How chemical recycling could revive the textile industry in France #712


A study by the (Re)Set company for the Paris Good Fashion ecosystem looks at the need to develop textile recycling in France to revive this sector and create factories. But it will not happen without

Reviving the textile industry in France requires an ecological transition and the recycling of “post-consumer” textiles on our territory, with the establishment of new factories. Between now and 2030, the amount of textiles available for recycling will be multiplied by three or four. In this context, “2.2 million tonnes of textiles will have to be recycled in Europe, and it would be good if some of this material came to us,” says Géraldine Poivert, co-founder and president of (Re)Set company, a consultancy dedicated to environmental and economic transition, and “France 2030 ambassador” in charge of sustainable materials.

(Re)Set has published a study entitled “Projet Graal – Making France a major player in the textile to textile sector” for Paris Good Fashion, the association that federates an ecosystem of 111 players in France including manufacturers, distributors, NGOs, schools, etc. The aim is to develop textile recycling in France to “rethink [the] textile sector and reindustrialise the territories”, all by identifying the most promising technologies.

:: QUESTIONS TO ANSWER ::
[A] According to the article on textile recycling in France, how many players does the Paris Good Fashion association federate?
[B] Write the next part of the article on textile recycling in France, picking up after its final sentence.

:: EXERCISE DATA ::
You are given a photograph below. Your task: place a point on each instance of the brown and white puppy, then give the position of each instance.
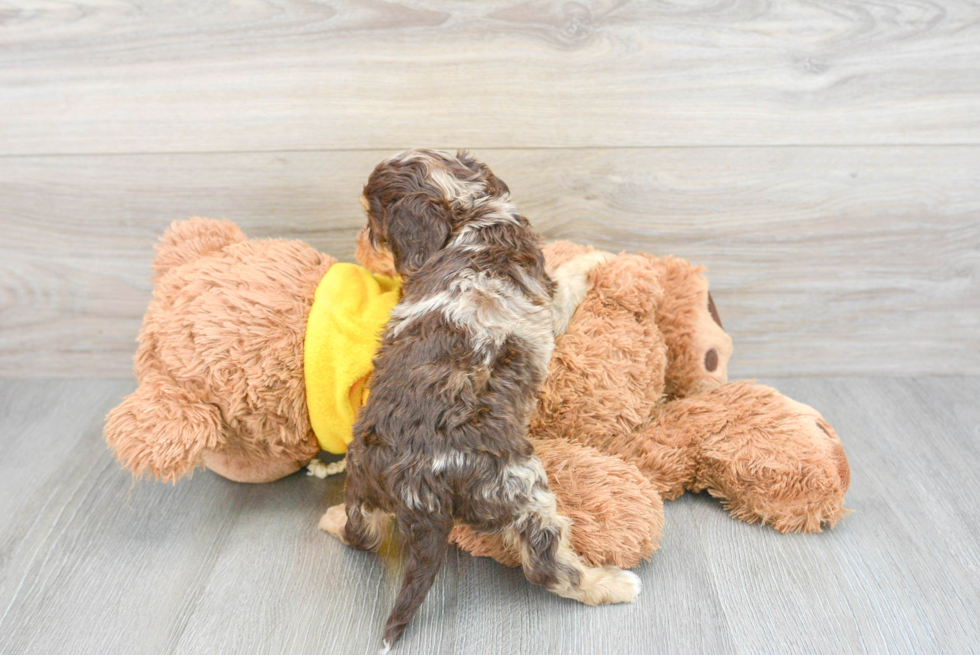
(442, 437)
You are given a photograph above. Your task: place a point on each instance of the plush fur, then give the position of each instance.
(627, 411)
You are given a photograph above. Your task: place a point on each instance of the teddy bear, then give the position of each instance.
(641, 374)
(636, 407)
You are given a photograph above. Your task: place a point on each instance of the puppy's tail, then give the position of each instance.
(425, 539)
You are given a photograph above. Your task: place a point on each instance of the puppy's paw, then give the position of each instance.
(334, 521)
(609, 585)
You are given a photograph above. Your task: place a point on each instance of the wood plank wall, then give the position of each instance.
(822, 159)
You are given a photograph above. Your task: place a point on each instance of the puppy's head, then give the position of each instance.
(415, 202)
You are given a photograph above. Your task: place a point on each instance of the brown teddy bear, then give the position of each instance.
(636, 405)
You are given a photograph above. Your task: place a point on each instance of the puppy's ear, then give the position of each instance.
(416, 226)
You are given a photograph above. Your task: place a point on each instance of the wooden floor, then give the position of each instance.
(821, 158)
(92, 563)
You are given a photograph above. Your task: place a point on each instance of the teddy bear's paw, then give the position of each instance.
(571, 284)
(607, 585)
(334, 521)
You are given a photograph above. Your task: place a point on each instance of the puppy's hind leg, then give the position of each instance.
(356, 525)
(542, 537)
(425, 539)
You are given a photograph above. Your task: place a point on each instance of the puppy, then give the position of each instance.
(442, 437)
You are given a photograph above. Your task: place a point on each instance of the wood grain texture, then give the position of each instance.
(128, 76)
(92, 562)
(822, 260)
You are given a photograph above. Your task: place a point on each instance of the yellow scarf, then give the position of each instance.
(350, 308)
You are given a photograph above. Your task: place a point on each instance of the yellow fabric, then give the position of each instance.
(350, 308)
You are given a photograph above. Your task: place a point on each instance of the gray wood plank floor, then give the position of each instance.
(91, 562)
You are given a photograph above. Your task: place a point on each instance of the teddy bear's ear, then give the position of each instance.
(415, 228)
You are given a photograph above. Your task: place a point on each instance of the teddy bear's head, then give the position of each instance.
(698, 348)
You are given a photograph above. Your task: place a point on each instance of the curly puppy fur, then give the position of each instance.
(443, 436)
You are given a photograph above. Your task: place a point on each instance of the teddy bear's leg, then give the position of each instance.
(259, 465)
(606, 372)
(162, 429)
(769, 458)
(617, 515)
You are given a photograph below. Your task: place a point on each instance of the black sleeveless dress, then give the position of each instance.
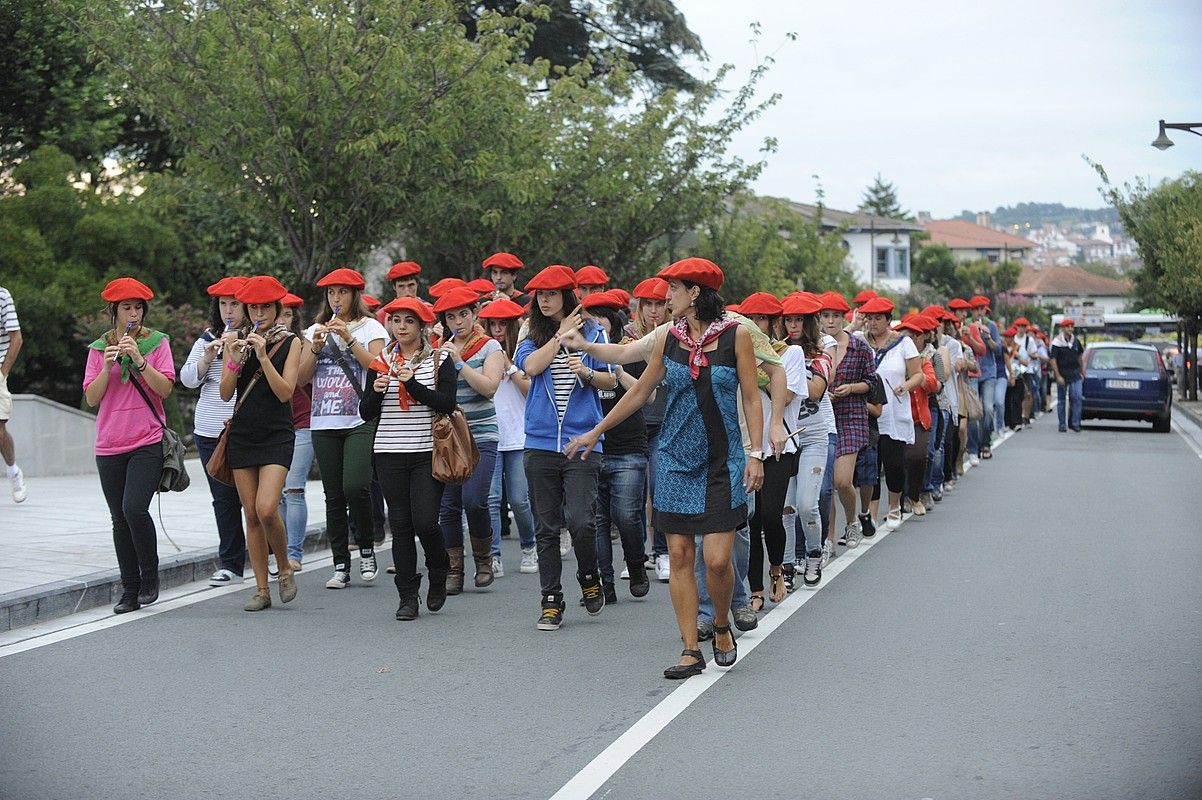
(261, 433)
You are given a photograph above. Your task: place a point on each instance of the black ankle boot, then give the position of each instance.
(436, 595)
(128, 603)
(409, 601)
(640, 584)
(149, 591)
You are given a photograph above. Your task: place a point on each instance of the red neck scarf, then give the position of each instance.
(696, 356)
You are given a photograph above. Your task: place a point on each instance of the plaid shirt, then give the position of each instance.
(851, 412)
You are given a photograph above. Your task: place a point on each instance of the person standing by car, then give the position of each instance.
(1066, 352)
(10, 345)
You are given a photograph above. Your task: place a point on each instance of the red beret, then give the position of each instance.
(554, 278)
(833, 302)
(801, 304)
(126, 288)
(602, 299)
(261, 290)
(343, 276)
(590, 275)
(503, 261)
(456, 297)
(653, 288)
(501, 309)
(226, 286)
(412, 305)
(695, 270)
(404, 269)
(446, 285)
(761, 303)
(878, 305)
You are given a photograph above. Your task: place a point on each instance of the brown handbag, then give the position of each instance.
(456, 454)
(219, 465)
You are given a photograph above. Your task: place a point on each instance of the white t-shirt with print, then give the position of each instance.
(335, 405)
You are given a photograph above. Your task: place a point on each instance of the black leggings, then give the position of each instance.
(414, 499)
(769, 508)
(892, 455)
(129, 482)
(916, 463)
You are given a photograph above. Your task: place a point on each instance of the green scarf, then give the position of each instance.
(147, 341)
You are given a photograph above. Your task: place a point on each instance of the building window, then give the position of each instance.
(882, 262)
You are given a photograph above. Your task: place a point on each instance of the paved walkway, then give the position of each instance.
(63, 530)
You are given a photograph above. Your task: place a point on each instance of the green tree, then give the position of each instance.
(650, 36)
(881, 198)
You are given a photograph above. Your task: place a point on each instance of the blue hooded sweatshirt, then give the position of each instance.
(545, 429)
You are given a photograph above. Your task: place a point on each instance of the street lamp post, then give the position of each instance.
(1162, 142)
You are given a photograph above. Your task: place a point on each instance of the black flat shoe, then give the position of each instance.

:: ANSWERS FOR EACH ITEM ::
[A] 111 players.

[B]
15,000 new jobs created through recycling

The study points out that less than 1% of used textiles in Europe are reprocessed into new textile fibres. Yet the textile industry is responsible for 3 to 10% of GHG emissions and 20% of water pollution worldwide, while 1,900 chemicals are used in the manufacture of clothing. In view of this, legislation is becoming more pressing, with the obligation to collect post-consumer textile waste in Europe by 2025, and the tightening of rules on exporting waste outside the EU. This will create 15,000 jobs in Europe, while between 1.5 and 2.2 billion in annual profits could be generated from 2030 onwards, not to mention the 4 million tonnes of CO2 avoided.

According to the eco-organisation Re-Fashion, 715,000 tonnes of textiles are put on the market in France each year. Of this volume, 245,000 tonnes are collected and 190,000 tonnes are sorted. Half of this is then reused and 30% is recycled, almost all of it mechanically (defibration, fraying). Problem: (Re)Set reminds us that mechanical recycling only very rarely allows for “textile to textile”. The path explored by this study is therefore chemical recycling, which is currently used “only on petro-sourced fibres”, says Géraldine Poivert.

According to the study, 53% of the deposit can be treated with a mix of chemical recycling technologies. These include selective dissolving, using solvents to selectively dissolve and extract polymers; pulping, again using solvents to produce cellulosic pulp; hydrothermal, using water and green chemistry to extract polymers at high temperature and pressure; and solvolysis, which uses solvents to depolymerise at different temperatures and still using solvents or enzymes. While these technologies can meet the demand to produce new garments, (Re)Set requires further studies to better understand their environmental impact.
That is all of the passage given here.